=== SHORT TASK ===
Find "Reviewer note: every instance of the horse" in the data below; transcribe the line it appears on and each line after it, exactly, to the end, and nothing else.

=== EXTRACTED RECORDS ===
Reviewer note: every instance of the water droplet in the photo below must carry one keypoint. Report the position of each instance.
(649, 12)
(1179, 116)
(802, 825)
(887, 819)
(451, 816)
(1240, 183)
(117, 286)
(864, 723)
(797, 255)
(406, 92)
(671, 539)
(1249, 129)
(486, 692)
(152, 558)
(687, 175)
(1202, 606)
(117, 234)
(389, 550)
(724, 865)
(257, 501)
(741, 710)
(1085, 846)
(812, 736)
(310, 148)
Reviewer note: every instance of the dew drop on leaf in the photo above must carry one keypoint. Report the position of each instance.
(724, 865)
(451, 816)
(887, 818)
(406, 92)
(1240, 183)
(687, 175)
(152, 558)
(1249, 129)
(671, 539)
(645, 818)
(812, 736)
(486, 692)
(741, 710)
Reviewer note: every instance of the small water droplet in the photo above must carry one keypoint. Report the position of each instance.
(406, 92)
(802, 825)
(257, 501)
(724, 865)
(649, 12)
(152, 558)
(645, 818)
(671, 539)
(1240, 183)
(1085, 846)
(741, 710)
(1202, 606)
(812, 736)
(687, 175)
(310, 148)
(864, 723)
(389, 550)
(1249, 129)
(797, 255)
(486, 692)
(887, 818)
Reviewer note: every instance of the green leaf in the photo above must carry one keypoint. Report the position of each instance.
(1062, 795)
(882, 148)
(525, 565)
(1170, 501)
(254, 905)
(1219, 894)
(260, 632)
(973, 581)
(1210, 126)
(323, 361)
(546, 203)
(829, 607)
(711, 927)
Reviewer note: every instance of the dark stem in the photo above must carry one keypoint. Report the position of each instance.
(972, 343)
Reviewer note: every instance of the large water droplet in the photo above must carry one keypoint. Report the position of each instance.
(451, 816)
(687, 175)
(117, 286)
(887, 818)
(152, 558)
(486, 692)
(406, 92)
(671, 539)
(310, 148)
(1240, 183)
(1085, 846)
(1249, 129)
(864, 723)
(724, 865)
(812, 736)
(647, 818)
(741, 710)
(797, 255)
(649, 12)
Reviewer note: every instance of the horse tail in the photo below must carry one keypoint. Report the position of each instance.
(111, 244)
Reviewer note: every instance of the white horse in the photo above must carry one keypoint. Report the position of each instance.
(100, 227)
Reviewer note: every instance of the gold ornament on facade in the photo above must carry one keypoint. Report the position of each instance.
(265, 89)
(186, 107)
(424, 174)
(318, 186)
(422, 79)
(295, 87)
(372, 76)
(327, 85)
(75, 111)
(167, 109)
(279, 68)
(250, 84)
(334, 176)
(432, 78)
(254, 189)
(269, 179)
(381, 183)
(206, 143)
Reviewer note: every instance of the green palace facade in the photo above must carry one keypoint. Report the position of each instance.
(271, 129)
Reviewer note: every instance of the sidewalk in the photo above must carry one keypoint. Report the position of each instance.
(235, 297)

=== EXERCISE SOLUTION ===
Reviewer note: every instance of the horse tail in the photo below must carry one keypoint. Report the position of each instance.
(111, 244)
Reviewer note: every instance of the white horse in the photo above must carry one keypoint. Report the position of each instance.
(100, 227)
Reviewer note: every instance of the gold ornament on facade in the photo above must carry one keypoint. Report the position of each instance.
(265, 89)
(186, 107)
(424, 174)
(318, 186)
(422, 79)
(295, 87)
(372, 76)
(327, 85)
(75, 111)
(167, 109)
(279, 68)
(250, 84)
(334, 176)
(432, 78)
(254, 189)
(269, 179)
(381, 183)
(206, 143)
Reviewer note: every instance of the green palace facade in the photo above must carry one keypoint. Report the position of each instance.
(271, 129)
Reviewer note: every instance of the sidewalk in the photo above must carry one keypoint. Report the position of each instance.
(235, 297)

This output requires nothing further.